# Complete the following
1. In the excerpt about medical errors, at which university is Michelle Mello a law professor?
2. Print the passage of the excerpt about medical errors starting at "The research team" and ending at "file a lawsuit.".

# Page excerpt
When medical errors lead to serious injuries, patients and families may feel better when doctors take the time to listen to their feelings about the mistake and explain what can be done to prevent it from happening again, a small study suggests.

The research team interviewed 27 patients, 3 family members and 10 staff members at three U.S. hospitals that have established programs to communicate with patients about medical errors and efforts to improve safety – and offer compensation when substandard care causes harm. In every case, patients had either accepted a malpractice settlement or been injured too long ago to file a lawsuit.

“When things go wrong in the hospital, doctors tend to be focused on doing what they do best: conveying medical information and treating the patient,” said senior study author Michelle Mello, a law professor at Stanford University in California.

“They may not realize that what many patients and families need is for them to stop talking and listen attentively to what families have to say about how the adverse event affected them, without redirecting the conversation to clinical issues,” Mello said by email.

Patients and families had some surprising advice for doctors and hospitals, Mello said.

“Things like, don’t send a social worker to disclose the adverse event, because families see her coming and think their loved one has died,” Mello said. “Or, even if our doctor isn’t ‘a people person’ and is terrible at breaking bad news, we want to talk to him, because he’s the one accountable for what happened.”

# Listed entries
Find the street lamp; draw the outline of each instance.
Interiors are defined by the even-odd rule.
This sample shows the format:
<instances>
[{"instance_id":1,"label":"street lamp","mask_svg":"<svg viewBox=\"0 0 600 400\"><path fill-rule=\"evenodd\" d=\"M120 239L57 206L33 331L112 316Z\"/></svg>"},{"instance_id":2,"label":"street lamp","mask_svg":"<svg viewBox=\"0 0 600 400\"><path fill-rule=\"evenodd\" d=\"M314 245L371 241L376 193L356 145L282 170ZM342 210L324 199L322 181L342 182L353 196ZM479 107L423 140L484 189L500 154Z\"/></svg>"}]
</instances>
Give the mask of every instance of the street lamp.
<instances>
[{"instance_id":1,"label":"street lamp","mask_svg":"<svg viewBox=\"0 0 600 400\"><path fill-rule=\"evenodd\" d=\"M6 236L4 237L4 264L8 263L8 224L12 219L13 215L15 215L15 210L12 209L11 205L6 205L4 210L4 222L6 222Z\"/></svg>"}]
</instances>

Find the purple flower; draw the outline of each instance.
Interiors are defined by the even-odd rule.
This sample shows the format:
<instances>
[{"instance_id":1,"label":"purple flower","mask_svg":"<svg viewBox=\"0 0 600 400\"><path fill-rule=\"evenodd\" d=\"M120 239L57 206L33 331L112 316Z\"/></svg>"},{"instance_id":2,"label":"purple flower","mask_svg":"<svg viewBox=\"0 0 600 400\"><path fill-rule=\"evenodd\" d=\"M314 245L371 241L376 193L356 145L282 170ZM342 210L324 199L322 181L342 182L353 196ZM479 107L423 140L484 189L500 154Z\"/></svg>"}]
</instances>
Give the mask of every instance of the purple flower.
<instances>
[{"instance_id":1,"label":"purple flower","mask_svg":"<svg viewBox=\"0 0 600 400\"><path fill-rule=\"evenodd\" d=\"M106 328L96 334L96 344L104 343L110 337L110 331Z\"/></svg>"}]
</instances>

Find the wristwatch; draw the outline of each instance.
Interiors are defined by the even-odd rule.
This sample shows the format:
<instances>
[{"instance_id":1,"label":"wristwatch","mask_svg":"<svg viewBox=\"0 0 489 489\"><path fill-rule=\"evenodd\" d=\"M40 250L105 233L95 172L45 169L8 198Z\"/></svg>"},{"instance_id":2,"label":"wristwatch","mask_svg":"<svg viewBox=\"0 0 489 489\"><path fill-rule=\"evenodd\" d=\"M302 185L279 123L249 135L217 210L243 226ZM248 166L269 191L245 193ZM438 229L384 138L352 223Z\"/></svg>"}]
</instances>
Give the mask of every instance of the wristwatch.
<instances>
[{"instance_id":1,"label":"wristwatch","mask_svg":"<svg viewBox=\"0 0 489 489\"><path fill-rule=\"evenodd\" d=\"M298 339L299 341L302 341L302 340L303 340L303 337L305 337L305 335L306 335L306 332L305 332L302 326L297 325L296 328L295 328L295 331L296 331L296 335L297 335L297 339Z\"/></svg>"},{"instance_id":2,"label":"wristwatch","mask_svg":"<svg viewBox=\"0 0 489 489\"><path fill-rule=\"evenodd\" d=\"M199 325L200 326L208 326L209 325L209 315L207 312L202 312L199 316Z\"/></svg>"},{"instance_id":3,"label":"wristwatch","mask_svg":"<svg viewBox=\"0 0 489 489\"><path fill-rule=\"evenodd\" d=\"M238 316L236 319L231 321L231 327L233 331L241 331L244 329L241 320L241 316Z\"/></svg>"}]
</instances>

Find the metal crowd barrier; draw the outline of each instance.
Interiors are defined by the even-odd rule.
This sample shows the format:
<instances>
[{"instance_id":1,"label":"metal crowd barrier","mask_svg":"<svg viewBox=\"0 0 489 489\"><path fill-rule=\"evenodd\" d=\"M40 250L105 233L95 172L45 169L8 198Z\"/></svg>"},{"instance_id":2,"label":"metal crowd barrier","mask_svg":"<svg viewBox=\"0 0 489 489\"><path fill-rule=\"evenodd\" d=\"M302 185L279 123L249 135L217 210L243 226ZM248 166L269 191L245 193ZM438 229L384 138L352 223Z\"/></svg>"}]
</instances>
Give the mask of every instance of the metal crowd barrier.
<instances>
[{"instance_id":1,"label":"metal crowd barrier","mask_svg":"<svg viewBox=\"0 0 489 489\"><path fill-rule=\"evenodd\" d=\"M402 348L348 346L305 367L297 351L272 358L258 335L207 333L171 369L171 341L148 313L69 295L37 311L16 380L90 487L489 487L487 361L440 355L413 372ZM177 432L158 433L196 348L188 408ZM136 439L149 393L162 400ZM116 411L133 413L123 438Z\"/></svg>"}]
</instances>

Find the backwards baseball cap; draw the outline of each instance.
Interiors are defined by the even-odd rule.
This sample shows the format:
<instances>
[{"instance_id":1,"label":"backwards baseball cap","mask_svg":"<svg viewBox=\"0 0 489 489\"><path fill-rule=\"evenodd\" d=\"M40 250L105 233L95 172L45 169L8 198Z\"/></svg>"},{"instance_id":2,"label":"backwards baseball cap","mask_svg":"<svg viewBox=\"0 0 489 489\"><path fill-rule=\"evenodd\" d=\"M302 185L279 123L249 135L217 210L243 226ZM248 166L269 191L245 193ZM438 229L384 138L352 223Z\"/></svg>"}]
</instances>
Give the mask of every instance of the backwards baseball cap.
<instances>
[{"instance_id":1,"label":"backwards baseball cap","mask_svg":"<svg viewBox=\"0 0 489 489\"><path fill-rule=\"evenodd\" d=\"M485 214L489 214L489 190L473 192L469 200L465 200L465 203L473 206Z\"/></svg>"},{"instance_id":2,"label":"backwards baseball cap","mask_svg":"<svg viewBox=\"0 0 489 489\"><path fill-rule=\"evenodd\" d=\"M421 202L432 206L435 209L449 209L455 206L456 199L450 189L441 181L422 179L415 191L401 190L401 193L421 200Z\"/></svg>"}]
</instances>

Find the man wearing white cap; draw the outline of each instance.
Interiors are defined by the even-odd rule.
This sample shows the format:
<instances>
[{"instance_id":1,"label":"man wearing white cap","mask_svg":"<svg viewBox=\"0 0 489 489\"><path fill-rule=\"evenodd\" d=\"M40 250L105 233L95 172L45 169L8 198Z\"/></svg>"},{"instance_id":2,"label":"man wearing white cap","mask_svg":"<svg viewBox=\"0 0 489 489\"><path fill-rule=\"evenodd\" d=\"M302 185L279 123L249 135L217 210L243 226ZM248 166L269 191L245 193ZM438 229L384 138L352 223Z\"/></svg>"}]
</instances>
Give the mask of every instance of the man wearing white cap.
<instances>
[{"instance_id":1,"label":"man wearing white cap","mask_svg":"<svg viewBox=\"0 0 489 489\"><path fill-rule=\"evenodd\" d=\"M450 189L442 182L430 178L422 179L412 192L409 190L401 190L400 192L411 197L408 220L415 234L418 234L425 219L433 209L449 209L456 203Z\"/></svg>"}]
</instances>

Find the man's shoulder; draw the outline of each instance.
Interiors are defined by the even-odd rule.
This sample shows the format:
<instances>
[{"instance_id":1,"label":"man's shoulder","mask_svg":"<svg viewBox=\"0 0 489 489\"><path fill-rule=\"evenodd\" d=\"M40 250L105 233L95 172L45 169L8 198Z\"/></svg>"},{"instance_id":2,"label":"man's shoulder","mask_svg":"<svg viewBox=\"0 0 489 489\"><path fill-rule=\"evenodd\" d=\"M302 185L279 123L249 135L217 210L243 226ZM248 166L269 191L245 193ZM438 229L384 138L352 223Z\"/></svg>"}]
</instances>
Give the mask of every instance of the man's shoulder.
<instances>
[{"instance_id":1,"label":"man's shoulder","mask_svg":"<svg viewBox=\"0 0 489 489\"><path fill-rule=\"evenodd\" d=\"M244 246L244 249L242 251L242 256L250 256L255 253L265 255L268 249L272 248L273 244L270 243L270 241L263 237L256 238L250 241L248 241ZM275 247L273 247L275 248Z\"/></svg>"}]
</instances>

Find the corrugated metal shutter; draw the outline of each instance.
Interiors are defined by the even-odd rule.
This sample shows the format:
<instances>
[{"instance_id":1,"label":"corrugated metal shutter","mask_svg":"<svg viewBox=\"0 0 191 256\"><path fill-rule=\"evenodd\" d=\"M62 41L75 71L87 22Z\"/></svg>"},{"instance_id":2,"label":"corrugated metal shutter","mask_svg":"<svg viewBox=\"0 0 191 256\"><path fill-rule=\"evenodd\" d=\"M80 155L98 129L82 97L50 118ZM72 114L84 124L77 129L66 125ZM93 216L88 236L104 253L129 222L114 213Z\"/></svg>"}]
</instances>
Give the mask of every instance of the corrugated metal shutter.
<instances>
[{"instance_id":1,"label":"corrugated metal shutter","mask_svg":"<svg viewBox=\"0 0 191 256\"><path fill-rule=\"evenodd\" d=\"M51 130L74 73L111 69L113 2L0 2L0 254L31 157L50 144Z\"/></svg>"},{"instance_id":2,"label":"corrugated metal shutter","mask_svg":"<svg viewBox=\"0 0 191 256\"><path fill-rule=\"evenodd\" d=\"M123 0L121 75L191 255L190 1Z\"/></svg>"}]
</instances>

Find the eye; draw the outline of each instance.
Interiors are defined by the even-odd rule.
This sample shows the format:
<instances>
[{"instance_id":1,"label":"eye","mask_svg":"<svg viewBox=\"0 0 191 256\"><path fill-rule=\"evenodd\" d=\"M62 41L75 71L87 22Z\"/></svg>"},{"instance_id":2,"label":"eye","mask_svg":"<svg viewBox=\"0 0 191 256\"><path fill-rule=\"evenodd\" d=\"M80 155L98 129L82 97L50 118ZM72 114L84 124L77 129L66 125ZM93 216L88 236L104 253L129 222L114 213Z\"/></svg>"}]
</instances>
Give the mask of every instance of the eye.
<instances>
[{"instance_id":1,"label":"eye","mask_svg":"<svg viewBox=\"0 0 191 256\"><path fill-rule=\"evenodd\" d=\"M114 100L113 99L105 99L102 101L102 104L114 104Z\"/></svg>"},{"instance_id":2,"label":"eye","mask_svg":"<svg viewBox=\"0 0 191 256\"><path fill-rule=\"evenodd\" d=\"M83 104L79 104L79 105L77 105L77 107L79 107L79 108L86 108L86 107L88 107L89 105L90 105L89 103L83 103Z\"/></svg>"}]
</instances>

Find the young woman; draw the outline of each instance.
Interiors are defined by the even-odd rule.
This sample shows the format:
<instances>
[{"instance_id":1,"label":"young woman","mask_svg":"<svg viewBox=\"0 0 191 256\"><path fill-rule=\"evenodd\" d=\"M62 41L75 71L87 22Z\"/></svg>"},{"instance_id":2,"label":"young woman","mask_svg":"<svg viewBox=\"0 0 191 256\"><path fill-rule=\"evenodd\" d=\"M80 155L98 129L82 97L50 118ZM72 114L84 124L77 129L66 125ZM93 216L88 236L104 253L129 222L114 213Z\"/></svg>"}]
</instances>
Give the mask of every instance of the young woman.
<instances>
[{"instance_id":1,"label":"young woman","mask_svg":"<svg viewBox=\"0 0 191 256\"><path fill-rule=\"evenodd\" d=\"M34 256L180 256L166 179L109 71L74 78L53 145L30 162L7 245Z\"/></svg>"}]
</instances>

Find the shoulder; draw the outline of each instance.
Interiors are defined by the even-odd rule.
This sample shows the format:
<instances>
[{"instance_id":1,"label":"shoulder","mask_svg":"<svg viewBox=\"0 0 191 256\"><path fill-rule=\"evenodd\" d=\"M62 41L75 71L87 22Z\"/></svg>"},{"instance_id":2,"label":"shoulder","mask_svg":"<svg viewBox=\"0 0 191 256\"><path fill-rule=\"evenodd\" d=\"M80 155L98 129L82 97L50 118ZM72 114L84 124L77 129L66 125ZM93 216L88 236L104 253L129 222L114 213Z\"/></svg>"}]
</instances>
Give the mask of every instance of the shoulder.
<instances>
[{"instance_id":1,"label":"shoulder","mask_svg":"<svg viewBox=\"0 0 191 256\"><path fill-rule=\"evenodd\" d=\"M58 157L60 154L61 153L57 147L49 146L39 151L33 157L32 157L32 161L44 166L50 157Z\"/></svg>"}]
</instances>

# Outputs by task
1. Stanford University in California.

2.
The research team interviewed 27 patients, 3 family members and 10 staff members at three U.S. hospitals that have established programs to communicate with patients about medical errors and efforts to improve safety – and offer compensation when substandard care causes harm. In every case, patients had either accepted a malpractice settlement or been injured too long ago to file a lawsuit.